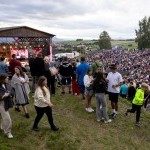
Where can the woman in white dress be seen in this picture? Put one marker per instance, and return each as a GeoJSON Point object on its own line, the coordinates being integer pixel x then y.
{"type": "Point", "coordinates": [20, 82]}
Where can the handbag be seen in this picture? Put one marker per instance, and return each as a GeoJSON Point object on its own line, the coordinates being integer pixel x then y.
{"type": "Point", "coordinates": [53, 71]}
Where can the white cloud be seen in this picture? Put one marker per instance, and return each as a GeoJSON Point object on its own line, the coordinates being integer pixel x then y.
{"type": "Point", "coordinates": [76, 18]}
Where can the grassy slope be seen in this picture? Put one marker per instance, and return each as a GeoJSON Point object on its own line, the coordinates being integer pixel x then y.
{"type": "Point", "coordinates": [78, 129]}
{"type": "Point", "coordinates": [123, 44]}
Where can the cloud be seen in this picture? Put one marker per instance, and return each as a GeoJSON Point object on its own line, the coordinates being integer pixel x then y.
{"type": "Point", "coordinates": [76, 18]}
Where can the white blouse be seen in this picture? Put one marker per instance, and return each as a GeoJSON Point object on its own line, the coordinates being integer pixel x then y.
{"type": "Point", "coordinates": [87, 80]}
{"type": "Point", "coordinates": [39, 98]}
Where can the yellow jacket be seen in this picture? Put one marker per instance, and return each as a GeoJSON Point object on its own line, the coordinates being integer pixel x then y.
{"type": "Point", "coordinates": [139, 97]}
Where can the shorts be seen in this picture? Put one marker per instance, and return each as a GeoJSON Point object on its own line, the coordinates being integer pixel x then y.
{"type": "Point", "coordinates": [113, 97]}
{"type": "Point", "coordinates": [82, 89]}
{"type": "Point", "coordinates": [66, 81]}
{"type": "Point", "coordinates": [88, 92]}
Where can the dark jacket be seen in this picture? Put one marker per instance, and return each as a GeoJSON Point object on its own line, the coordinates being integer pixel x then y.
{"type": "Point", "coordinates": [65, 70]}
{"type": "Point", "coordinates": [8, 101]}
{"type": "Point", "coordinates": [131, 91]}
{"type": "Point", "coordinates": [100, 87]}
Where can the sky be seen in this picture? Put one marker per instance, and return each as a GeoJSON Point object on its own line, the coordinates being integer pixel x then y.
{"type": "Point", "coordinates": [74, 19]}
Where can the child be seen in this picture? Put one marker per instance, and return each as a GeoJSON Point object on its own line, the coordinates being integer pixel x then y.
{"type": "Point", "coordinates": [137, 102]}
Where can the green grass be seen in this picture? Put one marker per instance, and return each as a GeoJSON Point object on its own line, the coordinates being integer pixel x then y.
{"type": "Point", "coordinates": [125, 44]}
{"type": "Point", "coordinates": [78, 129]}
{"type": "Point", "coordinates": [90, 43]}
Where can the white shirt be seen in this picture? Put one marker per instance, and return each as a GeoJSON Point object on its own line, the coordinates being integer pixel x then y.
{"type": "Point", "coordinates": [114, 79]}
{"type": "Point", "coordinates": [87, 80]}
{"type": "Point", "coordinates": [40, 99]}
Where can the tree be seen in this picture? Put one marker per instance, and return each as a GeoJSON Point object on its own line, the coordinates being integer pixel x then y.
{"type": "Point", "coordinates": [104, 41]}
{"type": "Point", "coordinates": [143, 33]}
....................
What the exercise asks: Take the records above and transcribe them exactly, dropping every picture.

Task solution:
Where can the woman in white dress be seen in this picture? Put one marker per instance, and return each as a GeoJSON Point object on its own line, the coordinates being integer pixel x then y.
{"type": "Point", "coordinates": [20, 82]}
Where can the handbag be seen in this picture? Put one marker per instance, and return each as a GeoJSON Point object on its own line, the coordinates being integer pixel x then y.
{"type": "Point", "coordinates": [53, 71]}
Where can the white cloud be seen in this picture? Put one marker per instance, and return each as a GeoJSON Point object on its own line, the coordinates being integer pixel x then y.
{"type": "Point", "coordinates": [76, 18]}
Where can the grassy slope be seen in this picture? Put one marker per instance, and return each as a GeoJSON Point object on its own line, the coordinates being integer pixel x then y.
{"type": "Point", "coordinates": [78, 129]}
{"type": "Point", "coordinates": [123, 44]}
Where can the cloud be seen in this picture? Put one marker per instance, and return each as a GeoJSON Point object on its own line, the coordinates being integer pixel x then y.
{"type": "Point", "coordinates": [76, 18]}
Where can the white blouse be seen in this picture? Put one marker per instance, and return each as a GeoJSON Point object on its own line, the coordinates being integer pixel x then y.
{"type": "Point", "coordinates": [87, 80]}
{"type": "Point", "coordinates": [39, 98]}
Where can the yellow jacket be seen in this picture? Put one marker per instance, and return each as a GeoJSON Point object on its own line, the coordinates being integer pixel x then y.
{"type": "Point", "coordinates": [139, 97]}
Where can the shorts be seen in this picture? Put one marker per instance, and return each as a GeoJSON Point object on its own line, the coordinates being integer pixel x then y.
{"type": "Point", "coordinates": [113, 97]}
{"type": "Point", "coordinates": [82, 89]}
{"type": "Point", "coordinates": [66, 81]}
{"type": "Point", "coordinates": [88, 92]}
Where can the dark jacket be seen in this picture? Put one marker per instance, and return each as a GeoJSON Point object on its own line, the coordinates being integer pixel x then y.
{"type": "Point", "coordinates": [65, 70]}
{"type": "Point", "coordinates": [8, 101]}
{"type": "Point", "coordinates": [131, 91]}
{"type": "Point", "coordinates": [100, 87]}
Where can the sky be seen in this picture? Put one marker per instance, and return each as a GeoJSON Point object on its own line, the coordinates being integer pixel x then y.
{"type": "Point", "coordinates": [74, 19]}
Where can the child be seen in this picture? Put one marker per instance, and return each as a GeoJSON Point object on its own line, the coordinates being integer pixel x then y.
{"type": "Point", "coordinates": [137, 102]}
Where can the green grass be seen in this picture? Put one marker per instance, and return each as a GeoJSON Point object on its own line, the coordinates being integer pixel x then y.
{"type": "Point", "coordinates": [125, 44]}
{"type": "Point", "coordinates": [78, 129]}
{"type": "Point", "coordinates": [90, 43]}
Where can the white shirt be seen in this picture? Put one marker per instance, and return each as a GeoJSON Point object on its own line, the coordinates being integer pixel x then y.
{"type": "Point", "coordinates": [114, 79]}
{"type": "Point", "coordinates": [87, 80]}
{"type": "Point", "coordinates": [40, 99]}
Where can the tree be seen in this picture? Put one marker per instance, and return each as a GeoJSON Point object on its own line, the coordinates being integer pixel x then y.
{"type": "Point", "coordinates": [104, 41]}
{"type": "Point", "coordinates": [143, 33]}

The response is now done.